--- Begin SOURCE DATA ---

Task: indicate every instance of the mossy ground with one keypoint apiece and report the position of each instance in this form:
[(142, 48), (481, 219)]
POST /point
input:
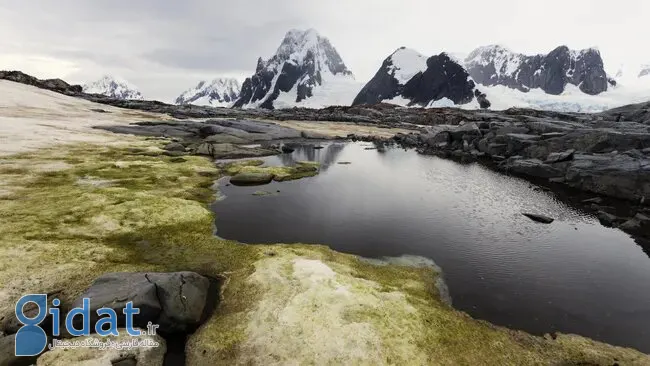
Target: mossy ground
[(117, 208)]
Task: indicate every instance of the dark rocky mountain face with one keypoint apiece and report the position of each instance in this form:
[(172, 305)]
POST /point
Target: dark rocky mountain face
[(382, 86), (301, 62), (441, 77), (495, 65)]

--- End SOURCE DATA ---
--- Begin SOURCE DATA ---

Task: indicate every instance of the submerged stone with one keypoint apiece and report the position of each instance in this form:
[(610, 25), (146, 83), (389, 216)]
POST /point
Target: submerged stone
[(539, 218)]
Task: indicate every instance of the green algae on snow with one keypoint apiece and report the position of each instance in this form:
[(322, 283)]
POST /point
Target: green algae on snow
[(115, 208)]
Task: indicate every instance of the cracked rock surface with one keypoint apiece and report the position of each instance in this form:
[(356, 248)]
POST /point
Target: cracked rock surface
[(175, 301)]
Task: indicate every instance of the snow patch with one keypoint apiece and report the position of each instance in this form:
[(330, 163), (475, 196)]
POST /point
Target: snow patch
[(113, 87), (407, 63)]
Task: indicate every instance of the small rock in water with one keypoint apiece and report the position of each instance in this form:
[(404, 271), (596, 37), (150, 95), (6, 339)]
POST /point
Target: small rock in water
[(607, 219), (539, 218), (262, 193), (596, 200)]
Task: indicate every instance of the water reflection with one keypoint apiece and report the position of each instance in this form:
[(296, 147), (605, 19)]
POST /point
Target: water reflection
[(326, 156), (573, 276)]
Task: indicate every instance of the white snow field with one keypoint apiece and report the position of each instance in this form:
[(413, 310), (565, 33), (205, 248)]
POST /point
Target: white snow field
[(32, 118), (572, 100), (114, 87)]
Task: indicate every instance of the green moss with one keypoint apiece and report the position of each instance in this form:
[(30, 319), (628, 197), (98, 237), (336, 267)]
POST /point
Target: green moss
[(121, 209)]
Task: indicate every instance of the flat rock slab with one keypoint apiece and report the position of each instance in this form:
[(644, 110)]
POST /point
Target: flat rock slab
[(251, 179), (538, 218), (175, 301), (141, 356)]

--- End SOURCE DATA ---

● AIM OF THE TASK
Recast the data above as a numbered list, starting at the line containing "Task: indicate every instance of the dark" and ending at the line containing "[(382, 86), (301, 62), (441, 77), (495, 65)]", with both of those lines included and any blank lines left out.

● WRITTEN SOLUTION
1. Task: indicate every instance of the dark rocky mountain face with one keypoint apiece and report the position of each instance in this form:
2. [(172, 305)]
3. POST /point
4. Target: dark rocky mountain face
5. [(382, 86), (301, 62), (441, 77), (495, 65)]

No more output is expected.